| Text to read |
-=-=-=-=-

Dynamic Programming: Policy Evaluation

Computing $v^\pi$ exactly from a known MDP model.

What you’ll learn

  • How to evaluate a fixed policy using the Bellman expectation equation
  • The iterative policy evaluation algorithm (Dynamic Programming)
  • Synchronous vs in-place (asynchronous) sweeps and stopping criteria
  • Visualizing value functions on a small GridWorld
  • How DP policy evaluation connects to Monte Carlo and TD learning

In DP, we assume full knowledge of the MDP and use Bellman backups to compute $v^\pi$ exactly (up to numerical tolerance).

Code:

import numpy as np
import matplotlib.pyplot as plt

np.set_printoptions(precision=3, suppress=True)

-=-=-=-=-

| Data rows |
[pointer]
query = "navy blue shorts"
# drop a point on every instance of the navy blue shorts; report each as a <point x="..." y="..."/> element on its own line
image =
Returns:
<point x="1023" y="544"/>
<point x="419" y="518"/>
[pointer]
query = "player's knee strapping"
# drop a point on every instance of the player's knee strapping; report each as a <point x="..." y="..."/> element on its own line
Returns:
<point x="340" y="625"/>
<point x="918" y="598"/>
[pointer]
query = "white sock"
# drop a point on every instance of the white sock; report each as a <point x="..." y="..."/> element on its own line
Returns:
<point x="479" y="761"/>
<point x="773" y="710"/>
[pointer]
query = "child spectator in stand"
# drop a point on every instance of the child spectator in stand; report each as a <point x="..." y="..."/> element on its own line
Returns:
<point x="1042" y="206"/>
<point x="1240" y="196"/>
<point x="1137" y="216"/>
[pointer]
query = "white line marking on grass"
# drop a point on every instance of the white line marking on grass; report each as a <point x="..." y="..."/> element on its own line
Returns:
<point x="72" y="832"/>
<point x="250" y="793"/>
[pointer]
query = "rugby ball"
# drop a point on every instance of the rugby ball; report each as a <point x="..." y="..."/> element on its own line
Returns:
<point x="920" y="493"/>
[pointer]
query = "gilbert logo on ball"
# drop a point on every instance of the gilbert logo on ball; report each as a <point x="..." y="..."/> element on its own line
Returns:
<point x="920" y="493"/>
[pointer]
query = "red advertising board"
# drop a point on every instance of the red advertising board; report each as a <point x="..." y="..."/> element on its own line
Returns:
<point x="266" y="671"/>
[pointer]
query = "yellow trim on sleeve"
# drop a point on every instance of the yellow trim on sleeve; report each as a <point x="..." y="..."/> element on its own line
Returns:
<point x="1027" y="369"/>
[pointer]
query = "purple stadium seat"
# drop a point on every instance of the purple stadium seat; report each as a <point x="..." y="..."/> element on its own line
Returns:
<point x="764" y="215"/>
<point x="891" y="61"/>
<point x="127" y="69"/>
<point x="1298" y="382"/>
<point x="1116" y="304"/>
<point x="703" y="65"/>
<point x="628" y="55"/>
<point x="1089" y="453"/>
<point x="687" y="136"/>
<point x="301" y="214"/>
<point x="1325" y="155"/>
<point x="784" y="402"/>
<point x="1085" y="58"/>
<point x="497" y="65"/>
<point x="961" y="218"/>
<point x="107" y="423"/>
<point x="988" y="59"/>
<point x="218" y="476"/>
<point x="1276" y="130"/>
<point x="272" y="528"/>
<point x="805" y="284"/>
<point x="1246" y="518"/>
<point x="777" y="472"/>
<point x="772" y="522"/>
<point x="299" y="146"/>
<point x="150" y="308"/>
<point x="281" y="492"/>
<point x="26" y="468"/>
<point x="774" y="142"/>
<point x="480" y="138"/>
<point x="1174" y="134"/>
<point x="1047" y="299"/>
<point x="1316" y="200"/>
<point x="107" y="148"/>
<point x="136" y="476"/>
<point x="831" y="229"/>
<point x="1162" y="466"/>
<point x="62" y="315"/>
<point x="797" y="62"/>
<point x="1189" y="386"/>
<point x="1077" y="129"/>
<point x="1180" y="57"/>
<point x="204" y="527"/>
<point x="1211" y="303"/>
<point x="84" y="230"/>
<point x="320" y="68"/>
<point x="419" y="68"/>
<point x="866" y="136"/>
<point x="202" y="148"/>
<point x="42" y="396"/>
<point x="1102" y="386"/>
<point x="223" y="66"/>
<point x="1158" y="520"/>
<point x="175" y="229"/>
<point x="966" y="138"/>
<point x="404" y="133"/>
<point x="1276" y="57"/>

-=-=-=-=-

| Aim |
Answer these questions using the page on policy evaluation:
(a) Which equation does the page name for evaluating a fixed policy?
(b) What does dynamic programming assume about the MDP?
(c) What precision value does the code pass to np.set_printoptions?

| Written answer |
(a) The Bellman expectation equation.
(b) It assumes full knowledge of the MDP.
(c) 3.